June 20, 2011

On May 13th, Georgia’s governor signed a bill that essentially made it illegal for illegal aliens to be illegal. As hatefully punitive as that sounds, the bill’s most explosive passage—hold onto your seat, because it’s shocking—permits police who are conducting criminal investigations, including traffic stops, to inquire into a suspect’s immigration status in cases where the suspect fails to provide personal identification.

At the risk of sprinkling too much shredded cheese on my taco, isn’t that sorta the way it works all around the world? I suspect that if I were nabbed doing 110KPH in a 40KPH zone deep in Quintana Roo and couldn’t cough up my passport, the best possible scenario would involve being arrested and deported. Even here in Georgia, I believe the common etiquette is to produce identification during traffic stops, but what do I know—I live in Georgia!

The bill would also make it illegal for illegal aliens to receive public benefits. Again, I’m pretty sure that’s how it works down in Mexico, too, assuming there’s much in the way of beneficios públicos to be had. Either way, I’d consider it ill-mannered if I were to barge into an emergency room somewhere in the Free and Sovereign State of Chihuahua and demand that they yank out my gall bladder for free.

Georgia’s bill also specifies that when making such inquiries, police “shall not consider race, color, or national origin,” which seems rather gallant given the fact that four out of every five illegal immigrants in America is from south of the border.

Scheduled to go into effect July 1, the new law came on the scorched heels of Arizona’s similar and oft-maligned SB 1070. It will potentially affect more people, because Georgia has more illegal immigrants than Arizona.

“Yes, we’re a ‘nation of immigrants,’ but I don’t recall anyone swimming around Ellis Island to get here.”

As predictable as the massive humidity curtain that drops down on the Peach State every summer, along came the racial grievance-mongers to cry foul. The usual suspects filed suit early in June to block the new law. The suit claimed that Georgia’s new law “will significantly harm Georgians, particularly Georgians of color” without specifying exactly how it would impinge upon their well-being beyond the mild nuisance of being asked to provide ID when suspected of a crime. In typical rive gauche fashion, they accused their opponents of trying to foment fear, panic, and hysteria while in actuality being the only side to spew forth fearful, panicked, and hysterical verbiage.

The Southern Poverty Law Center’s mannish rotunda Mary Bauer waddled up to a podium outside Georgia’s State Capitol to claim the law perpetuated “the hate rhetoric that has become commonplace among many elected officials” while failing to produce even a snippet of this allegedly rampant hate rhetoric that I’d honestly like to hear, if only for amusement. As if it were fact rather than fantasy, Bauer stated that the law “threatens the rights of citizens and non-citizens alike by encouraging racial profiling.” I’m guessing she either missed or ignored the part of the law that forbids racial profiling. Maybe explicitly forbidding racial profiling constitutes “coded speech” for openly encouraging racial profiling, and only chosen members of the Leaderless Resistance will be able to decipher such a cryptic message.

RECORDS PROVIDED:

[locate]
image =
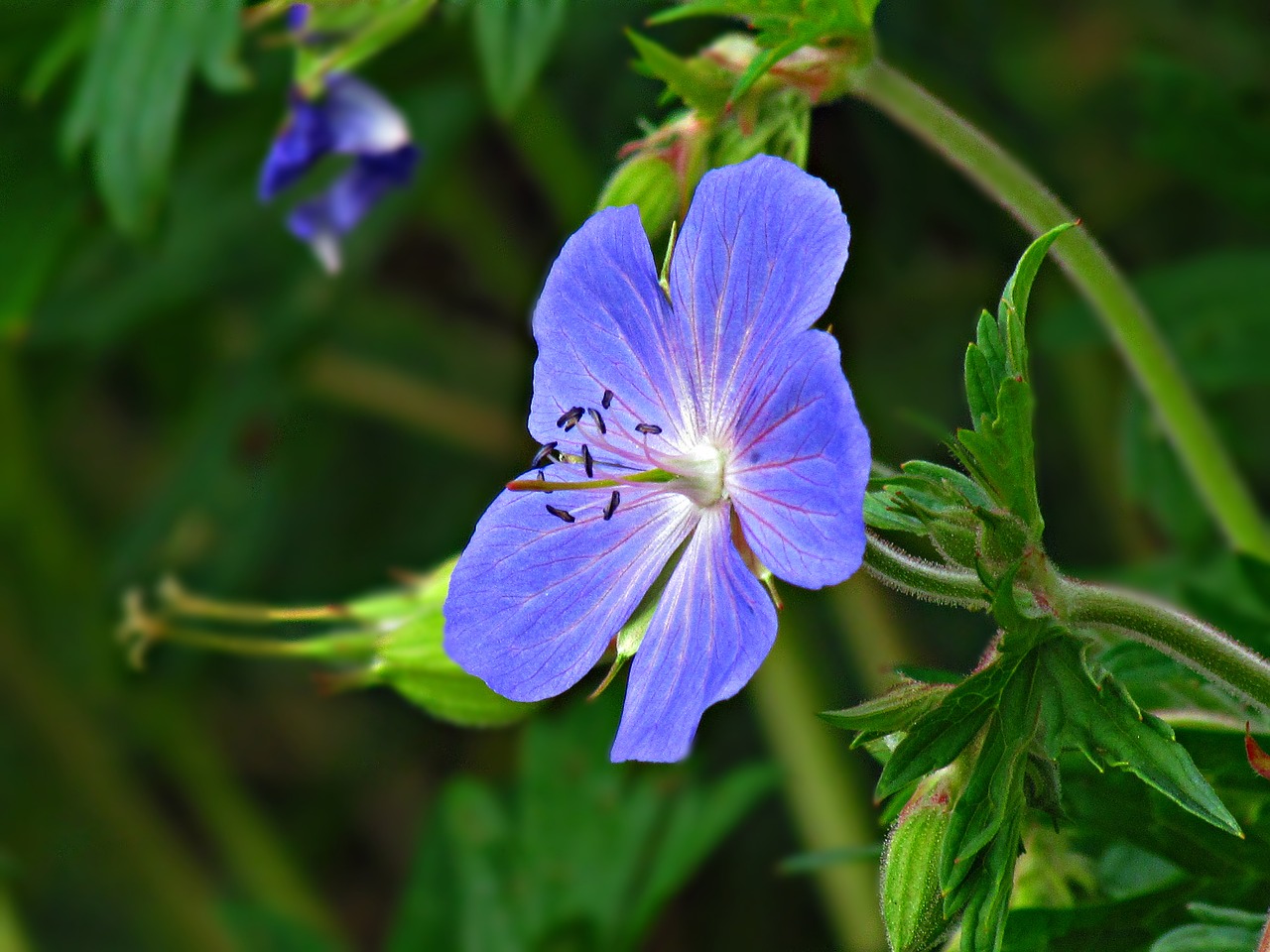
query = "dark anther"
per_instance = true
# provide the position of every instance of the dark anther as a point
(561, 513)
(613, 500)
(544, 457)
(571, 419)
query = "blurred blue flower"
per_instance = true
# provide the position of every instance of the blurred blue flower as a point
(348, 118)
(705, 433)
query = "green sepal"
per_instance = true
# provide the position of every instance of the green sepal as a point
(1096, 716)
(894, 711)
(411, 658)
(998, 451)
(993, 775)
(784, 27)
(943, 733)
(698, 82)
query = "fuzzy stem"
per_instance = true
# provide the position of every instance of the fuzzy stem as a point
(826, 797)
(921, 579)
(1192, 642)
(1123, 315)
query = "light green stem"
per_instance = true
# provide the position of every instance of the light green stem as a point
(1192, 642)
(826, 798)
(1110, 296)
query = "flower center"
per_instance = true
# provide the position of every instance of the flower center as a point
(698, 474)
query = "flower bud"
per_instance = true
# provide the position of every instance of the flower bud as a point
(912, 905)
(647, 180)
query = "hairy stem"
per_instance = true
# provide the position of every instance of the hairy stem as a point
(828, 800)
(1192, 642)
(1112, 299)
(921, 579)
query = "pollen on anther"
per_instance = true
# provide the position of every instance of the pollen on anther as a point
(544, 456)
(570, 419)
(561, 513)
(613, 502)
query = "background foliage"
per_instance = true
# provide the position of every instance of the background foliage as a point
(182, 390)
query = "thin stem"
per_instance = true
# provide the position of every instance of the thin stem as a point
(826, 796)
(1192, 642)
(349, 647)
(921, 579)
(1110, 296)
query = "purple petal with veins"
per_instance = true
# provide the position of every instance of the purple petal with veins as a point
(722, 420)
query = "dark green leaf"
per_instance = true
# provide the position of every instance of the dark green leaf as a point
(515, 39)
(1100, 720)
(132, 93)
(1206, 938)
(894, 711)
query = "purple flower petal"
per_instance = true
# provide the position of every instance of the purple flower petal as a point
(710, 633)
(601, 325)
(305, 139)
(322, 220)
(535, 601)
(362, 121)
(801, 466)
(756, 262)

DIRECTIONS:
a) According to the commentary on Georgia's immigration bill, on what date was the new law scheduled to take effect?
b) Reproduce word for word the portion of the commentary on Georgia's immigration bill from "Scheduled to go" up to and including "immigrants than Arizona.".

PER-TASK OUTPUTS:
a) July 1

b)
Scheduled to go into effect July 1, the new law came on the scorched heels of Arizona’s similar and oft-maligned SB 1070. It will potentially affect more people, because Georgia has more illegal immigrants than Arizona.